== Given request 1 ==
In the passage on section 43 stops and searches, write out everything from "1. Excludes ‘vehicle" down to "a 9% increase.".
== Given request 2 ==
According to the passage on section 43 stops and searches, what share of the total did people who self-defined as White make up in the year ending 31 March 2015?
== Given request 3 ==
The passage on section 43 stops and searches says the share of White people stopped should be weighed against more than the census figure for London residents. Using the passage's own reasoning, explain why.

Figure 6.1 Stops and searches and resultant arrests under section 43 of the Terrorism Act 20001, Metropolitan Police Service

Not supplied by author.

Source: Home Office, data table S.01.

Chart Notes:

  1. Excludes ‘vehicle only’ searches.

The number of people stopped and searched under section 43 of TACT 2000 fell for every ethnicity between the year ending 31 March 2014 and the year ending 31 March 2015, except for those who self-defined as White, which saw a 9% increase.

Those who self-defined as White were subject to the most stops and searches, accounting for 45% of the total (excluding those who did not state their ethnicity) in the year ending 31 March 2015. This must be considered in line with ethnic breakdowns of both the residential and transient population of the area. According to the 2011 census (by ethnic group by sex by age), 60% of the residential population of London considered themselves to be White. Transient populations are likely to differ from residential populations meaning the ethnic breakdown of those who the police have contact with is likely to differ from the residential population breakdowns.

== Record excerpts ==

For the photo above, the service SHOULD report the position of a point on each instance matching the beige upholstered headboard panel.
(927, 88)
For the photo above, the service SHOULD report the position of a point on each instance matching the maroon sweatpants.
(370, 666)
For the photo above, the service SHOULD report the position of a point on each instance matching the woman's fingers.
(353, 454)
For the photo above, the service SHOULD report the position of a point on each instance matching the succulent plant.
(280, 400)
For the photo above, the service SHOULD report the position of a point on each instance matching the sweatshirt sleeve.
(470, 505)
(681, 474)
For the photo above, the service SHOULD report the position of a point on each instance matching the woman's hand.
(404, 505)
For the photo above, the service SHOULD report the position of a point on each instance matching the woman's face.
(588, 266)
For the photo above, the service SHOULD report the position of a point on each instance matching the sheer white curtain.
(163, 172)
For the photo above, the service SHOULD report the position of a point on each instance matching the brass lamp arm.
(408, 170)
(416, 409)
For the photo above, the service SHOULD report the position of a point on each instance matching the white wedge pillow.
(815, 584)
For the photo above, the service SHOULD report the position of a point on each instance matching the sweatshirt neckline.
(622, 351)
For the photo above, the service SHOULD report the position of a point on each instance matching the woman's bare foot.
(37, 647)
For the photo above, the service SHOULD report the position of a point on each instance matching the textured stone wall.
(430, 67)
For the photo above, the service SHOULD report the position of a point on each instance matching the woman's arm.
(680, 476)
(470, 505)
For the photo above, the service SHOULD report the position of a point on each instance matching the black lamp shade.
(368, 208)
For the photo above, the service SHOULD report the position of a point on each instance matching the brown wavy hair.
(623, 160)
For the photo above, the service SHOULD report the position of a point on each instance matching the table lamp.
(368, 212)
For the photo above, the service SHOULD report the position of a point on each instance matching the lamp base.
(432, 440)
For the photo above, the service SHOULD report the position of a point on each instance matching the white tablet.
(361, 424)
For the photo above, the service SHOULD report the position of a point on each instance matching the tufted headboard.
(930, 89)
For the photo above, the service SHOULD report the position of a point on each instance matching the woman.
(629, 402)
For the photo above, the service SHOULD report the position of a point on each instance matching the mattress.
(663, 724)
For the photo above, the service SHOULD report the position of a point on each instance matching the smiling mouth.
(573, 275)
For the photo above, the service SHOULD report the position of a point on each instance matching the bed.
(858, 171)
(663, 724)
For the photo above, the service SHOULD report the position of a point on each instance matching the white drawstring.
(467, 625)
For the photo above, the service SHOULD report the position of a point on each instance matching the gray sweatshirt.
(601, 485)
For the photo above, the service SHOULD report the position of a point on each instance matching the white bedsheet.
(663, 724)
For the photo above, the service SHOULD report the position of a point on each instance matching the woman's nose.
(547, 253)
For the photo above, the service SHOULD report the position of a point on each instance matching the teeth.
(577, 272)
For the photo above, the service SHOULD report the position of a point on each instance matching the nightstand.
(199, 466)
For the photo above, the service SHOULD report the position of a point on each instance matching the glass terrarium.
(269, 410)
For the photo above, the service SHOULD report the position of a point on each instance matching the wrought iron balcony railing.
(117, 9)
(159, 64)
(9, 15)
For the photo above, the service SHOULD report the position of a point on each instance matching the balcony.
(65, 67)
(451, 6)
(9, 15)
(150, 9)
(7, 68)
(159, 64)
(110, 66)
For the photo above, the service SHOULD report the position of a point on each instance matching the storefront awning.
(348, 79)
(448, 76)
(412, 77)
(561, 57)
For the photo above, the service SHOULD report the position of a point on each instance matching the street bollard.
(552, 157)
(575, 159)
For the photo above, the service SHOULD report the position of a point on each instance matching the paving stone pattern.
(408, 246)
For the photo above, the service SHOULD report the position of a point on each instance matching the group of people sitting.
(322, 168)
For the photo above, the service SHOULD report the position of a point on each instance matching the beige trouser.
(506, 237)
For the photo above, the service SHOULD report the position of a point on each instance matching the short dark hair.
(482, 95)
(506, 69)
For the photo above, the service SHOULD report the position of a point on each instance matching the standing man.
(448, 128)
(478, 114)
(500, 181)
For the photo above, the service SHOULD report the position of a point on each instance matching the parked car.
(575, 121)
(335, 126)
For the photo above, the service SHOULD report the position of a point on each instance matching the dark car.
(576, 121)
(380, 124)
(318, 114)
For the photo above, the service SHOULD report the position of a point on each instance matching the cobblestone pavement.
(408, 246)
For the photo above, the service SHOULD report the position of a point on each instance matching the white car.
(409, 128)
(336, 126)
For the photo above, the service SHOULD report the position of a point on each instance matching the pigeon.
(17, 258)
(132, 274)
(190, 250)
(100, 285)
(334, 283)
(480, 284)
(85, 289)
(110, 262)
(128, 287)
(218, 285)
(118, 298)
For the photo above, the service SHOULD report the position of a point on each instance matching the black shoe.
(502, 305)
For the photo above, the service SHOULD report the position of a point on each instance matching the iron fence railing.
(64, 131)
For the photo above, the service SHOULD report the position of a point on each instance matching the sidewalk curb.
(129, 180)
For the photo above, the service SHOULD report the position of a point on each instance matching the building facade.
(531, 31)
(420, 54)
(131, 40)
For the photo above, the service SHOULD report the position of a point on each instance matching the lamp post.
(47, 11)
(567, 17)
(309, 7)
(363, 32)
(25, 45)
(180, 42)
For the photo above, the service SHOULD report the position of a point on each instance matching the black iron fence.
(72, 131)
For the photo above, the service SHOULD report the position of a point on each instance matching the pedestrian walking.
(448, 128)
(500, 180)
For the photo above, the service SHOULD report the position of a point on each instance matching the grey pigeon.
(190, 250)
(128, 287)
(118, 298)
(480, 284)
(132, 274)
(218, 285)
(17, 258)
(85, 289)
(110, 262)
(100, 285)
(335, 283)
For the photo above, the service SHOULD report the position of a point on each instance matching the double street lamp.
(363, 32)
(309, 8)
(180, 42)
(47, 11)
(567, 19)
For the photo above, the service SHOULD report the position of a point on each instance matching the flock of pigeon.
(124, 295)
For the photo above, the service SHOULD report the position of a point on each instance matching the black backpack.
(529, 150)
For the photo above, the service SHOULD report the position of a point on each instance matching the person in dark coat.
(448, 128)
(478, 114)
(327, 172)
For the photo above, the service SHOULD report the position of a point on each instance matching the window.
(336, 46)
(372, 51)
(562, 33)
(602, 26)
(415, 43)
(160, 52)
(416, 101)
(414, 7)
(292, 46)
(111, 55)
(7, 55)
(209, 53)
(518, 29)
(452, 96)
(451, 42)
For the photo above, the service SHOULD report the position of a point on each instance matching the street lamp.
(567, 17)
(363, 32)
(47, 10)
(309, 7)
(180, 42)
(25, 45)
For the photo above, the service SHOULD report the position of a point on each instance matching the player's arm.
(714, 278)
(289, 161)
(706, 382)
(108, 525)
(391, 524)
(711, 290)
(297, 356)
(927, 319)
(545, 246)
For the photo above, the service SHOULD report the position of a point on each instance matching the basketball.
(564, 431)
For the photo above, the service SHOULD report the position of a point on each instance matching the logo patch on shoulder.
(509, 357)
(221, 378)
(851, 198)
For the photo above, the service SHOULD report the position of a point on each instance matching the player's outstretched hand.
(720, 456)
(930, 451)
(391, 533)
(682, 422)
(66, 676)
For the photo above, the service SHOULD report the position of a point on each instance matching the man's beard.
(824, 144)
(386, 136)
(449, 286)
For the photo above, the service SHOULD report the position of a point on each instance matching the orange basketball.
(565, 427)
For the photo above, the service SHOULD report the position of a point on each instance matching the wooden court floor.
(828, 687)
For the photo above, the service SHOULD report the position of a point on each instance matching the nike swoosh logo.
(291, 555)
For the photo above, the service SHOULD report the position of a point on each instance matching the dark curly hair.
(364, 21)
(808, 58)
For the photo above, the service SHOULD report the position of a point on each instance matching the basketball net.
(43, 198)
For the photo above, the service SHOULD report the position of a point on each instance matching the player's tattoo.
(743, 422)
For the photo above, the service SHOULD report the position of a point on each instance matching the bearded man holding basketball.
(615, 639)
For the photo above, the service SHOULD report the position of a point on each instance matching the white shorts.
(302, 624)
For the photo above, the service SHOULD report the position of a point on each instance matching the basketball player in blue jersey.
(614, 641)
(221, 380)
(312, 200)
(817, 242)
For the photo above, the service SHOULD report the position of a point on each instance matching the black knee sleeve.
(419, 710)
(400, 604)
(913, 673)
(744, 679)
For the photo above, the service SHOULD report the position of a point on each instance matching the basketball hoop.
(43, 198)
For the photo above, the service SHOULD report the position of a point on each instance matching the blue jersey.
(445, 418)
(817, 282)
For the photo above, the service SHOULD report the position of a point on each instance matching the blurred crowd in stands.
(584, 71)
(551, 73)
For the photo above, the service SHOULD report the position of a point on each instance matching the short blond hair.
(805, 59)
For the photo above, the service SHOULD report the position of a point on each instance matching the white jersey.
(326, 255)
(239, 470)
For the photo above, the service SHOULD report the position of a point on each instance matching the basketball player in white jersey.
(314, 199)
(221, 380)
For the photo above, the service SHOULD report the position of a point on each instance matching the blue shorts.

== Task solution 1 ==
1. Excludes ‘vehicle only’ searches.

The number of people stopped and searched under section 43 of TACT 2000 fell for every ethnicity between the year ending 31 March 2014 and the year ending 31 March 2015, except for those who self-defined as White, which saw a 9% increase.

== Task solution 2 ==
45% of the total, excluding those who did not state their ethnicity.

== Task solution 3 ==
Transient populations are likely to differ from residential populations. As a result, the ethnic breakdown of the people the police have contact with is likely to differ from the residential breakdown, such as the 60% White figure from the 2011 census.